- _Problem to work on_
Every single entry must be restated word for word.

- _Records for the task_
##########
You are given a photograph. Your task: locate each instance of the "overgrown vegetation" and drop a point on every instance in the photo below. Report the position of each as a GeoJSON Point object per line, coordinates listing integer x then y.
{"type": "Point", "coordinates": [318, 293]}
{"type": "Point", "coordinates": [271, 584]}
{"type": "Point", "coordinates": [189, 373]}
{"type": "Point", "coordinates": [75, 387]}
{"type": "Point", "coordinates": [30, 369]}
##########
- _Result of this task_
You are given a photograph. Your task: locate each instance of the "overgrown vegetation" and drop a point on every instance in the photo below. Report the position of each as a GeoJSON Point object per line, coordinates listing integer x then y.
{"type": "Point", "coordinates": [318, 293]}
{"type": "Point", "coordinates": [271, 584]}
{"type": "Point", "coordinates": [189, 373]}
{"type": "Point", "coordinates": [75, 387]}
{"type": "Point", "coordinates": [30, 369]}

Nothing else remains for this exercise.